Start of Block
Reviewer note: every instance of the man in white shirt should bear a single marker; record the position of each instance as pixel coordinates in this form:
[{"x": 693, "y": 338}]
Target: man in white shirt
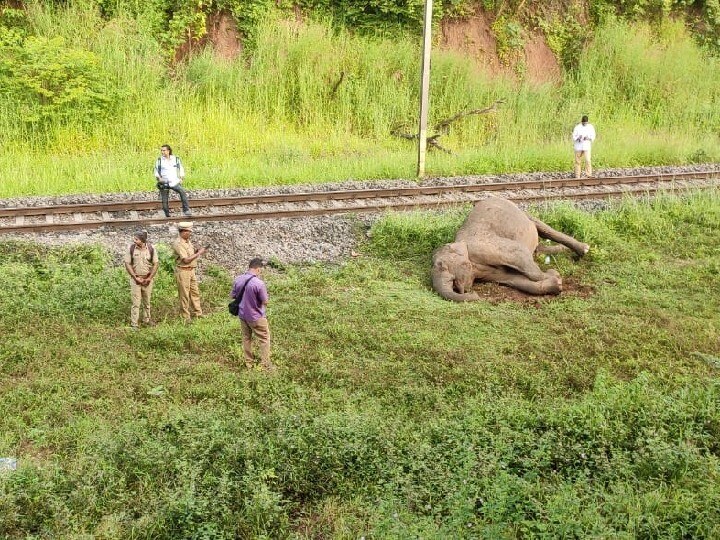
[
  {"x": 169, "y": 174},
  {"x": 583, "y": 136}
]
End of Block
• What is being asked
The answer must be an exact copy of the entries, with the pictures omitted.

• Completed task
Reviewer note: every instance of the man in white shirt should bear a single marker; record the position of each instance as pixel coordinates in this form:
[{"x": 693, "y": 338}]
Target: man in white shirt
[
  {"x": 169, "y": 174},
  {"x": 583, "y": 136}
]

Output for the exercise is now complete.